DATA SECTION:
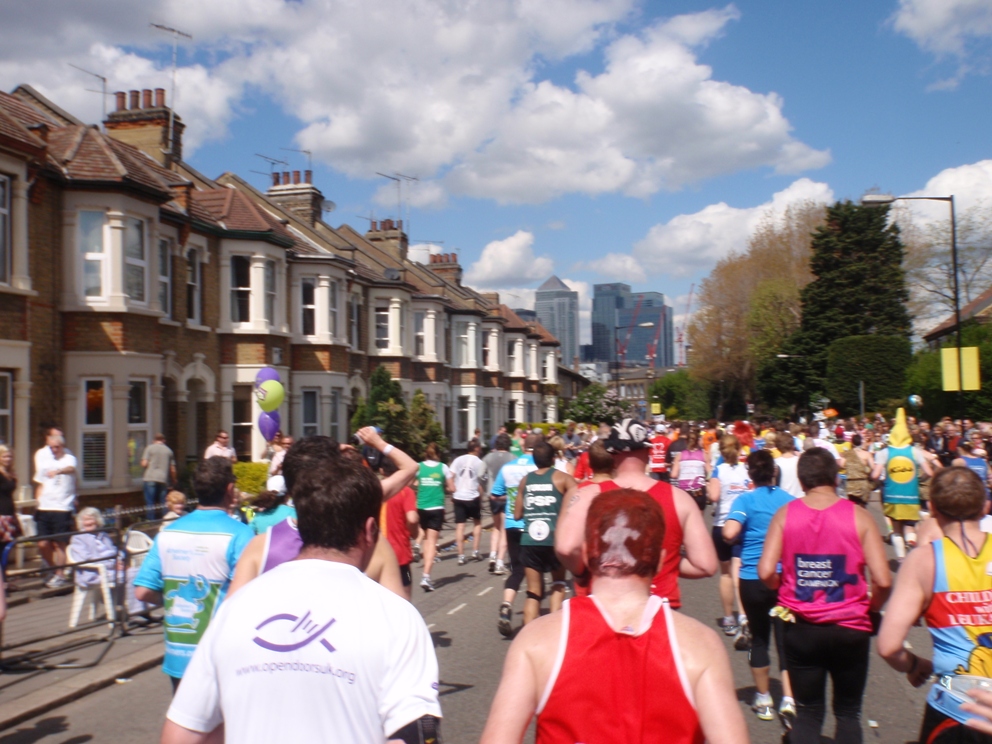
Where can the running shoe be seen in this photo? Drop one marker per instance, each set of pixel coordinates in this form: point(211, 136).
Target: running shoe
point(787, 714)
point(764, 707)
point(505, 624)
point(742, 641)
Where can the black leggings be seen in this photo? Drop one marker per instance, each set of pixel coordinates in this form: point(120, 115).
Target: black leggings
point(757, 600)
point(516, 577)
point(811, 653)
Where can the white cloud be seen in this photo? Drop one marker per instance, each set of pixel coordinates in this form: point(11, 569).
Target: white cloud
point(453, 94)
point(509, 260)
point(690, 243)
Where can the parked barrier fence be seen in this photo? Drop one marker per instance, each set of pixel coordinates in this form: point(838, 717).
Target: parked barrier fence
point(53, 610)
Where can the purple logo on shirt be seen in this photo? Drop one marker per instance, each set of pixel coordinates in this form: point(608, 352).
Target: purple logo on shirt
point(302, 626)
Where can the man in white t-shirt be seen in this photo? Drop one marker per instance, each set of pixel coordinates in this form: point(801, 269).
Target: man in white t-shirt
point(351, 662)
point(468, 474)
point(55, 476)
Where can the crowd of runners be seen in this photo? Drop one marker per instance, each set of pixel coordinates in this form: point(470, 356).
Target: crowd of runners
point(615, 516)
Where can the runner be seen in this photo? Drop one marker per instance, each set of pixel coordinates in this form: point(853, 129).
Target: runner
point(312, 650)
point(538, 502)
point(495, 461)
point(823, 544)
point(946, 584)
point(658, 461)
point(690, 468)
point(505, 486)
point(191, 563)
point(748, 520)
point(469, 476)
point(433, 482)
point(618, 666)
point(901, 464)
point(688, 549)
point(728, 480)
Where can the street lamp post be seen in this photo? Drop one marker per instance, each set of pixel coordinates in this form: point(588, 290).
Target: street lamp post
point(880, 200)
point(616, 350)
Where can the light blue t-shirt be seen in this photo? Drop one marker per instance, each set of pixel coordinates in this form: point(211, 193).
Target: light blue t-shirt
point(264, 520)
point(192, 563)
point(754, 510)
point(507, 482)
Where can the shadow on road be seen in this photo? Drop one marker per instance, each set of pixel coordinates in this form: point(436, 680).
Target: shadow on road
point(42, 729)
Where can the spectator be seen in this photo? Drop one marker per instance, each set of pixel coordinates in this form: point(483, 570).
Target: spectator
point(55, 476)
point(160, 465)
point(221, 448)
point(191, 563)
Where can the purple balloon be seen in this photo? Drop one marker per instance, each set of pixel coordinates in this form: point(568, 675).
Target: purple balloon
point(266, 373)
point(268, 424)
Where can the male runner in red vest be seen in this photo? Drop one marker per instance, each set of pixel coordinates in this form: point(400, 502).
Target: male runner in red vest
point(630, 447)
point(618, 666)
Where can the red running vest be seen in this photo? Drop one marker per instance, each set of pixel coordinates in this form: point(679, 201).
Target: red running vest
point(666, 583)
point(609, 687)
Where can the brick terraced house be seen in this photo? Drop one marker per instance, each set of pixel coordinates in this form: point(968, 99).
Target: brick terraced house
point(137, 295)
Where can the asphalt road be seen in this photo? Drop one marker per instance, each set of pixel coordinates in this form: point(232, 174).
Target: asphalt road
point(461, 616)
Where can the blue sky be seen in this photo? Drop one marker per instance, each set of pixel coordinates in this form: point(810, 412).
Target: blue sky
point(601, 139)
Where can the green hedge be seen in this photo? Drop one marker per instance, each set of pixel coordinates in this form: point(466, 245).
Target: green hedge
point(878, 361)
point(251, 476)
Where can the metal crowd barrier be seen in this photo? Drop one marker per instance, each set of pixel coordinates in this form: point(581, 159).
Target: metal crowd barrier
point(94, 603)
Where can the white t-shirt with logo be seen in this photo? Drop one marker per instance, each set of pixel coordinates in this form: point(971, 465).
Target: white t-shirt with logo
point(469, 472)
point(282, 661)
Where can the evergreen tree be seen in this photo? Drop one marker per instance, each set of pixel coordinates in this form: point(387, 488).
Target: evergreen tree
point(859, 290)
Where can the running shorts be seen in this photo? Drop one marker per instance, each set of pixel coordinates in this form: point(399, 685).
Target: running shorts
point(431, 519)
point(466, 510)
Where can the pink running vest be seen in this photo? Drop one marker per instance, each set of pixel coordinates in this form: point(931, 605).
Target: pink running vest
point(823, 566)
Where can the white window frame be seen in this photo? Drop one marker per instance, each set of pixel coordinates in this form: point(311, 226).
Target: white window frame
point(7, 408)
point(308, 310)
point(132, 261)
point(271, 283)
point(310, 428)
point(193, 283)
point(6, 230)
point(138, 427)
point(95, 430)
point(419, 341)
point(381, 324)
point(164, 285)
point(98, 258)
point(237, 290)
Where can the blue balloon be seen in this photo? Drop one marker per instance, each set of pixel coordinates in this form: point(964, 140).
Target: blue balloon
point(265, 374)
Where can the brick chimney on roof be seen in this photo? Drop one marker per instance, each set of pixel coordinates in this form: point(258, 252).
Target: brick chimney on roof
point(142, 119)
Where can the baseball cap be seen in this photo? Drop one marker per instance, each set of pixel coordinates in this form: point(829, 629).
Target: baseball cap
point(627, 435)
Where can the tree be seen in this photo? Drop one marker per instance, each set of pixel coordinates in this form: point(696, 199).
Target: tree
point(879, 362)
point(596, 405)
point(859, 289)
point(681, 395)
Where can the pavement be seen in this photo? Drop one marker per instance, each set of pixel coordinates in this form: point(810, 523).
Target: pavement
point(461, 615)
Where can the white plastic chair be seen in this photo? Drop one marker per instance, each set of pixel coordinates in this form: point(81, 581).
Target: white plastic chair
point(89, 597)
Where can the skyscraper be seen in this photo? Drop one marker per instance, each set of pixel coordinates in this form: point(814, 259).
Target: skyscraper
point(557, 307)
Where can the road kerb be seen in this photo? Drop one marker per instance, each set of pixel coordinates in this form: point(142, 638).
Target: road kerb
point(77, 686)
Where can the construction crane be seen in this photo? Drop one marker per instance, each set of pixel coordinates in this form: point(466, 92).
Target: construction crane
point(680, 335)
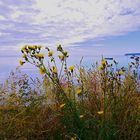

REQUIREMENT: Print the records again exactly, pictures excluded.

ANSWER SPACE:
Where can the running shoe be seen in this photo? Drop one marker per instance, each set of pixel coordinates in this form: point(211, 136).
Target: running shoe
point(787, 714)
point(764, 707)
point(505, 624)
point(742, 641)
Where can the black leggings be seen in this photo? Drop one marker per instance, each set of pixel coordinates in this form: point(120, 115).
Target: black leggings
point(757, 600)
point(516, 577)
point(811, 653)
Where can the white cloud be seen in this photo? Drop one marker per instance, each set of pixel coordinates in this form: point(11, 569).
Target: white cloud
point(453, 94)
point(509, 260)
point(690, 243)
Where can the parked barrier fence be seen in this photo? Drop one marker per instance, each set of pixel coordinates in this form: point(838, 717).
Target: parked barrier fence
point(53, 610)
Where can the purple logo on shirt be seen in this photo? Drop one marker per instance, each set of pixel coordinates in this form: point(608, 352).
Target: purple logo on shirt
point(302, 626)
Where can the man in white t-shirt be seen in this photo? Drop one marker per instance, each set of pixel coordinates in this form: point(801, 269).
Target: man in white t-shirt
point(351, 662)
point(468, 474)
point(55, 476)
Where can the crowd of runners be seen in this photo? Drop one marker per instance, each set of pixel coordinates in this form: point(470, 356).
Target: crowd of runners
point(615, 516)
Where can the runner be seen in this photo? Drop one marker per instance, each set of pixel coordinates in this form: point(853, 129).
Target: runner
point(312, 650)
point(538, 502)
point(495, 461)
point(823, 544)
point(946, 584)
point(658, 461)
point(690, 468)
point(505, 486)
point(191, 563)
point(748, 520)
point(469, 476)
point(433, 482)
point(618, 666)
point(901, 464)
point(688, 549)
point(728, 480)
Where can the street lamp post be seen in this photo? Drop one marker per instance, each set of pixel coordinates in this form: point(588, 290).
Target: street lamp post
point(880, 200)
point(616, 350)
Where can the light blue t-shirt be seen in this photo? Drop one marker per instance, each set of pixel coordinates in this form: point(211, 193).
Target: light blue t-shirt
point(264, 520)
point(192, 563)
point(754, 510)
point(507, 482)
Where can the shadow on road be seen in this photo? Drop one marker per instance, each set of pixel coordinates in this form: point(436, 680).
Target: shadow on road
point(42, 729)
Where can the spectator be seen in this photo? Drop one marker per instance, each set of pixel coordinates in this form: point(483, 570).
Target: spectator
point(55, 476)
point(160, 465)
point(221, 448)
point(191, 563)
Where can the purple balloon be seen in this photo? Drop one marker per instance, each set of pixel coordinates in this form: point(568, 675).
Target: purple balloon
point(266, 373)
point(268, 424)
Where can the male runner in red vest be seen in this photo? Drop one marker per instance, each set of pixel coordinates in this form: point(400, 502).
Target: male runner in red vest
point(630, 447)
point(618, 666)
Where can the red running vest be seen in this photo? Drop one marker per instance, each set of pixel coordinates in this form: point(679, 201).
Target: red running vest
point(666, 583)
point(609, 687)
Where can the brick terraced house be seen in this photo? Drop one marker per instance, each set of pixel coordinates in this form: point(968, 99).
Target: brick terraced house
point(137, 295)
Where can the asphalt road be seen in this photo? Drop one marker per instance, each set of pixel coordinates in this form: point(232, 174).
Target: asphalt road
point(461, 616)
Where can the blue sky be seen in this photo? Drop one marker per instance, each set of pixel coordinates in this form: point(810, 412).
Target: blue sky
point(601, 139)
Where can the green hedge be seen in this photo? Drop one marker per instance, each set of pixel coordinates in this form: point(466, 245).
Target: green hedge
point(878, 361)
point(251, 476)
Where can the metal crowd barrier be seen in this photo? Drop one marker per instance, each set of pixel coordinates in this form: point(581, 159).
Target: metal crowd barrier
point(94, 603)
Where can the white t-shirt with logo be seen in this photo? Drop one marker per instance, each set of pixel coordinates in this form: point(971, 465).
Target: white t-shirt with logo
point(469, 472)
point(282, 661)
Where can the evergreen tree be seen in this photo? Drop one marker per instance, each set of pixel coordinates in this form: point(387, 488).
Target: evergreen tree
point(859, 290)
Where can the running shorts be seen in this photo? Drop one marker per instance, each set of pixel coordinates in this form: point(399, 685).
Target: running shorts
point(431, 519)
point(466, 510)
Where can the pink running vest be seen in this photo? Drop one marker per instance, each set of pixel coordinates in this form: point(931, 605).
Target: pink running vest
point(823, 566)
Where can the white window frame be seen in this photo? Drop one marker per instance, each set of pixel coordinates in this form: point(311, 226).
Target: white window frame
point(7, 408)
point(308, 310)
point(132, 261)
point(271, 283)
point(310, 428)
point(193, 283)
point(6, 230)
point(138, 427)
point(95, 430)
point(419, 341)
point(381, 324)
point(164, 285)
point(98, 258)
point(237, 290)
Where can the blue balloon be seen in this photo? Drop one marker per instance, each set of pixel coordinates in this form: point(964, 140).
Target: blue balloon
point(265, 374)
Where can the brick chimney on roof be seen in this photo? Drop one marker per instance, each set of pixel coordinates in this form: point(258, 252).
Target: brick chimney on roof
point(142, 119)
Where can the baseball cap be seen in this photo? Drop one marker per instance, each set of pixel coordinates in this form: point(829, 629).
Target: baseball cap
point(627, 435)
Where can the tree be seen in this photo? Drop one marker per instance, each set of pixel coordinates in this form: point(696, 199).
Target: tree
point(879, 362)
point(596, 405)
point(859, 289)
point(681, 395)
Where can the pavement be seen in this photo? Drop one marker per instance, each set of pixel coordinates in this form: point(810, 523).
Target: pavement
point(461, 615)
Where can the white plastic chair be seen in this photo? Drop one marker per instance, each set of pixel coordinates in this form: point(81, 581).
Target: white plastic chair
point(89, 597)
Where can the skyscraper be seen in this photo? Drop one marker per instance, each set of pixel coordinates in this form: point(814, 259).
Target: skyscraper
point(557, 307)
Where can the road kerb be seen in this photo? Drop one marker per instance, each set of pixel coordinates in this form: point(142, 638).
Target: road kerb
point(77, 686)
Where can the construction crane be seen in this photo? Drop one marker per instance, each set of pixel coordinates in this form: point(466, 92).
Target: construction crane
point(680, 335)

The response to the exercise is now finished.